▸ Text to read
****
# Shimano 105 pedals...Q factor too low



## crockpot2001 (Nov 21, 2001)

I was having some issues with my knee using Speedplays. I switched back to Look style Shimano pedals and noticed immediatly that they are extremely close to the cranks. I've added 3 spacer washers but my duck feet still rub the crankarms. Are they narrower than the models of years past? Anyone else have this issue?


----------



## bmwjoe (Jul 15, 2012)

*Speedplay X helped my knees*

I had issues with lack of float and I went to the speedplay-X pedals and problem solved. My 54 year old knees are happy now.

Ride Safe,

Joe


----------



## twinkles (Apr 23, 2007)

Crank Brothers made an extender that goes between the spindle threads and the crank threads. I've never seen one in real life, but it looks to add close to 2 cm. I couldn't find the item on their website, so they might have stopped producing them.


----------



## wesb321 (Oct 1, 2011)

crockpot2001 said:


> I was having some issues with my knee using Speedplays. I switched back to Look style Shimano pedals and noticed immediatly that they are extremely close to the cranks. I've added 3 spacer washers but my duck feet still rub the crankarms. Are they narrower than the models of years past? Anyone else have this issue?
****
▸ Exercise instructions
**a.** List the usernames that head the posts in the thread about Shimano 105 pedals.
**b.** Continue the thread about Shimano 105 pedals from where it stops.

▸ Given records
****
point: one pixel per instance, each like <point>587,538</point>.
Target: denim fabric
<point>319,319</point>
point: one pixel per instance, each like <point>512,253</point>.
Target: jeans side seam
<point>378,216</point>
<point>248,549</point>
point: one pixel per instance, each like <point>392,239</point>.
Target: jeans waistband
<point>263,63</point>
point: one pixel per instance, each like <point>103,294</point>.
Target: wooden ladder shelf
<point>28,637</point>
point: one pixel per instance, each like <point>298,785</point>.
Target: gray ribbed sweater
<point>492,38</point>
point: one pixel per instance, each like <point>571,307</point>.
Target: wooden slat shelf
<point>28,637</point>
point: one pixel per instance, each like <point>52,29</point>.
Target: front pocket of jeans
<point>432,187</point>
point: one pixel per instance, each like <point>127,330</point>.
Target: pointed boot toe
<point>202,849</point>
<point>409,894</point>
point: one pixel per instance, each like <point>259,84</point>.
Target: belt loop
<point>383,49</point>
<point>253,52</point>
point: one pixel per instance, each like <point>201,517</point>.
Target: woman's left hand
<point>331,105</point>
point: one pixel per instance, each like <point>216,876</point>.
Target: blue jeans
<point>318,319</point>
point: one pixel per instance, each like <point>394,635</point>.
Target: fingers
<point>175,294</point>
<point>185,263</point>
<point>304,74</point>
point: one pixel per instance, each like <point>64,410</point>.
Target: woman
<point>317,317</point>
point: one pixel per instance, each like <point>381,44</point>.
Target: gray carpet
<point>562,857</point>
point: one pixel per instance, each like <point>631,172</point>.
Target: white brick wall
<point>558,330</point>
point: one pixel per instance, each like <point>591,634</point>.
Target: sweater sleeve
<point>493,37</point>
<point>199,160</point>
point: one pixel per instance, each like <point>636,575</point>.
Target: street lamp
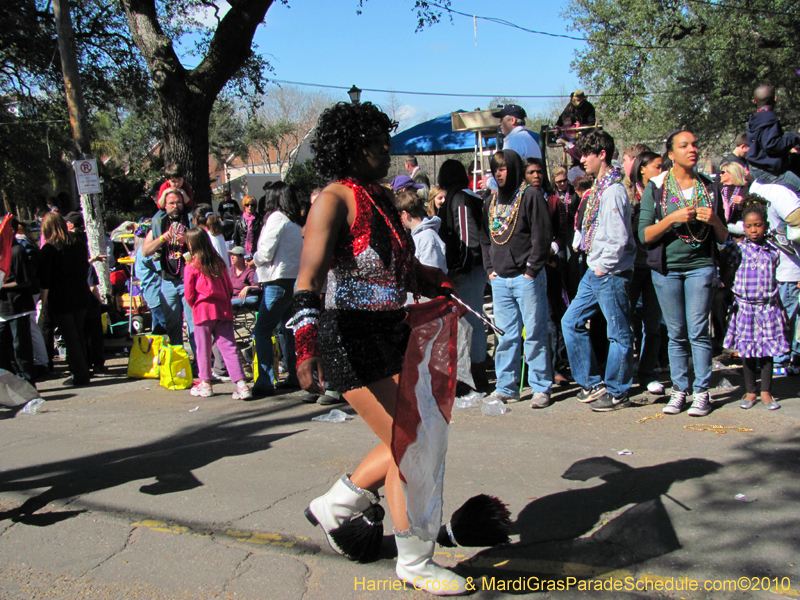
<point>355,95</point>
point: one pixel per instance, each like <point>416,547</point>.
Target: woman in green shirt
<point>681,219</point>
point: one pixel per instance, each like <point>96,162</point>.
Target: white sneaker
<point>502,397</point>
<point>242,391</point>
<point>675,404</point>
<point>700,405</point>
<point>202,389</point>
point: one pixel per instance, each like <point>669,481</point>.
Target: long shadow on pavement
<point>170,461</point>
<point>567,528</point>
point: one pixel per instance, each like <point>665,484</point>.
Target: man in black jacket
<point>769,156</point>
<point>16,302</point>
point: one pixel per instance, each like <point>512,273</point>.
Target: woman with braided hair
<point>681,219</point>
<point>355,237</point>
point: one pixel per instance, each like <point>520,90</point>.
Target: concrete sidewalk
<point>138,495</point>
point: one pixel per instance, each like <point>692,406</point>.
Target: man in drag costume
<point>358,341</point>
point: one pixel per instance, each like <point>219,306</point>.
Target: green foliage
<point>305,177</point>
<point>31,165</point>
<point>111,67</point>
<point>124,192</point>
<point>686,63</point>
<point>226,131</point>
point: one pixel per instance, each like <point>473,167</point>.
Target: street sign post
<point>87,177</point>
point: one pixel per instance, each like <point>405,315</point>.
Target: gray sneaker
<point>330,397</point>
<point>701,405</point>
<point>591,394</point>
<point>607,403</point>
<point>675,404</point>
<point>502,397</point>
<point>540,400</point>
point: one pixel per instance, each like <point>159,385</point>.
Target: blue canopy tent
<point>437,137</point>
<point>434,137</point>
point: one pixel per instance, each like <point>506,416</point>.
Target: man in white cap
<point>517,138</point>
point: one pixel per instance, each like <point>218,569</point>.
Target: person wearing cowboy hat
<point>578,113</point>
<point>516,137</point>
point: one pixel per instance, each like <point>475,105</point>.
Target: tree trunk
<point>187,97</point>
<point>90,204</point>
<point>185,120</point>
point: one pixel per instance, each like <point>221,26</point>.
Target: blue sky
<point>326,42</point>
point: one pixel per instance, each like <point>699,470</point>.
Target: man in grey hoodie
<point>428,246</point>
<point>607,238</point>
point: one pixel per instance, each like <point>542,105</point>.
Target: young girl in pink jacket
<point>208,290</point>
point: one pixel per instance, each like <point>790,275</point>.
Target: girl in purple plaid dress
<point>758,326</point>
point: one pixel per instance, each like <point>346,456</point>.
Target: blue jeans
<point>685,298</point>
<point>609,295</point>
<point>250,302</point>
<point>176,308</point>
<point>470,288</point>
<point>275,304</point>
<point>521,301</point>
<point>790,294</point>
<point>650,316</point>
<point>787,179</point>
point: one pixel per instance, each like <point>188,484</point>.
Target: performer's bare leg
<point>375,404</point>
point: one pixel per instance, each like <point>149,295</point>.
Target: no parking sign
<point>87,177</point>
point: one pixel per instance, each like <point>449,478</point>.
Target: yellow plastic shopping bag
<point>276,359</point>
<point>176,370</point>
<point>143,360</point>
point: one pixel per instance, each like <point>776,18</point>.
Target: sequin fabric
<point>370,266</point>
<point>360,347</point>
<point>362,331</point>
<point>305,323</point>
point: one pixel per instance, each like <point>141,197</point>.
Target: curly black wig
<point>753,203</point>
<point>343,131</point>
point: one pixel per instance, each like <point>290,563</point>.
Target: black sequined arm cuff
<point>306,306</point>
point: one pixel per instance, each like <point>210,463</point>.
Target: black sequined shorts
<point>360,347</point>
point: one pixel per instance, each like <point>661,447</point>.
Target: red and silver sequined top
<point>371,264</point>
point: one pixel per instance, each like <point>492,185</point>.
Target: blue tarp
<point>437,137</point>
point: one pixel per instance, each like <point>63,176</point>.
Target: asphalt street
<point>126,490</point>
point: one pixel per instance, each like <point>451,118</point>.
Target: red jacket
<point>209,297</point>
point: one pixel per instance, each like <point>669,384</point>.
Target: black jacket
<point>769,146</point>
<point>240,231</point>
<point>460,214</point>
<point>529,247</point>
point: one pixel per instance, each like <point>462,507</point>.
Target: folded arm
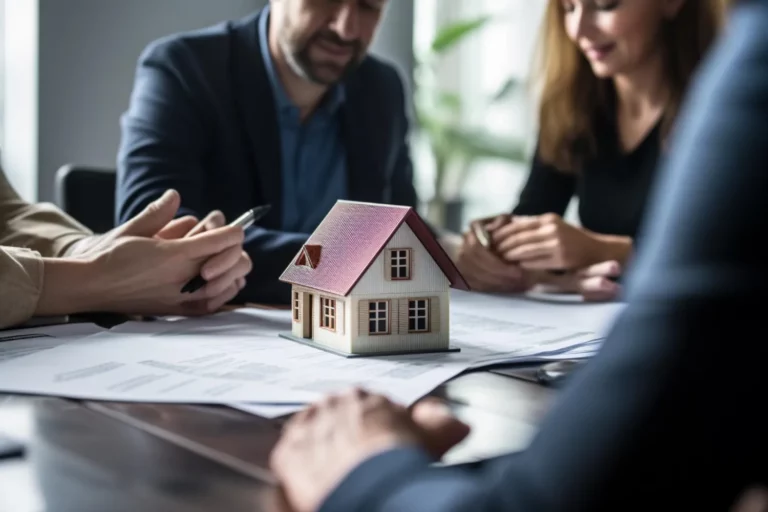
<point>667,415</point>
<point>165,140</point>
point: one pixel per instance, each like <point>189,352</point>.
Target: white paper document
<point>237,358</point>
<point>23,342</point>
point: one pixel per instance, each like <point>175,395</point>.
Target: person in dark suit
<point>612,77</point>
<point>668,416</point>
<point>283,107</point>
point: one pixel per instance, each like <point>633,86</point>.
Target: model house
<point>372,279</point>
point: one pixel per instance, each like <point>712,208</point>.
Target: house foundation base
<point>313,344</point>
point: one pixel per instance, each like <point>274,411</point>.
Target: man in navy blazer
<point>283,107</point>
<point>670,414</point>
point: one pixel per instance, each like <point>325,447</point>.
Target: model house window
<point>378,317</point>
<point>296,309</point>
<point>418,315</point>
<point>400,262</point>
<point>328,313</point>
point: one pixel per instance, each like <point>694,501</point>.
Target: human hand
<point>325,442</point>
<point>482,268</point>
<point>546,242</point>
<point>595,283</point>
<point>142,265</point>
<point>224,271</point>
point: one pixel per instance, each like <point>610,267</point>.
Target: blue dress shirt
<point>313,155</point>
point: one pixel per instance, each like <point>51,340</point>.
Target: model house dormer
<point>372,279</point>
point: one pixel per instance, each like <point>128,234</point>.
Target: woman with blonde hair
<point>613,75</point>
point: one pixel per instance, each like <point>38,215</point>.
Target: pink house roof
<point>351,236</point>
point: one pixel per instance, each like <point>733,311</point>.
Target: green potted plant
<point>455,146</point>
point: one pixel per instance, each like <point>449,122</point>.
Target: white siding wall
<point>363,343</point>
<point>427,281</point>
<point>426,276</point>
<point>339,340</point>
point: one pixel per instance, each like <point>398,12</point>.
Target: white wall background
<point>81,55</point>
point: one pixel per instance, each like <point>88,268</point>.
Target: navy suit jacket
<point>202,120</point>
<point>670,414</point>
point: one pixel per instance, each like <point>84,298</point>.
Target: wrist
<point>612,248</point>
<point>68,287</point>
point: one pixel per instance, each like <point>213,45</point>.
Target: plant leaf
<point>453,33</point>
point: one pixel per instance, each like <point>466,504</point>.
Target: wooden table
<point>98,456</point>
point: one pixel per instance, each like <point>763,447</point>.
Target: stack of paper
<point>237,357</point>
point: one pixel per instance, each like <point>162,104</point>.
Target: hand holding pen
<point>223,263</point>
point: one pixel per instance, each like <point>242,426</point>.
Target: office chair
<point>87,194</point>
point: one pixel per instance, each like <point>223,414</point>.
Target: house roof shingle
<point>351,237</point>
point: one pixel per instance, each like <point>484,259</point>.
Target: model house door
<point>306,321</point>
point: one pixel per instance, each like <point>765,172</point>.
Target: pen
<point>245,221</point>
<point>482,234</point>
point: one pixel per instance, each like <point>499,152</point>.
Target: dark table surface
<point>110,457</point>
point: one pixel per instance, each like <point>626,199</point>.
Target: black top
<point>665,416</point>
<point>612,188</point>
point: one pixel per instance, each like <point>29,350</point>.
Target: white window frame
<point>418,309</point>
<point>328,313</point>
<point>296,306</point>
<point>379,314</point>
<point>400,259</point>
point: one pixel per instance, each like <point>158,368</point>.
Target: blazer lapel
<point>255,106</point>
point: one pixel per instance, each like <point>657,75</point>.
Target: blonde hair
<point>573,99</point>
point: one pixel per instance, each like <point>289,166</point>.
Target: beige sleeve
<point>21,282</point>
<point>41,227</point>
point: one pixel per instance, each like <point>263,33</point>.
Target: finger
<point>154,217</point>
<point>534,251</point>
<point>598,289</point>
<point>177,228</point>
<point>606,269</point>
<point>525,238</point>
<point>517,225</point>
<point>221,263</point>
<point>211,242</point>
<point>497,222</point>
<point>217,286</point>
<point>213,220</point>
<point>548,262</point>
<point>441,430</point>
****
▸ Responses per task
**a.** crockpot2001, bmwjoe, twinkles, wesb321

**b.**
Same issue when I ride in normal shoes instead of the cycling cleats. The side of my shoe keept damaging the zip ties for the cadence magnet and rubbing the logo off my crank set. I compared them with my other Shimano pedals and they have a shorter bolt but a wider platform than the others. The 105 cleats that came w/ the pedals have some adjustment room left to right. I am using the 540's with the 105 cleats currently and it's fine until I acquire more wealth:thumbsup:


----------



## wim (Feb 28, 2005)

crockpot2001 said:


> I was having some issues with my knee using Speedplays. I switched back to Look style Shimano pedals and noticed immediatly that they are extremely close to the cranks. I've added 3 spacer washers but my duck feet still rub the crankarms. Are they narrower than the models of years past?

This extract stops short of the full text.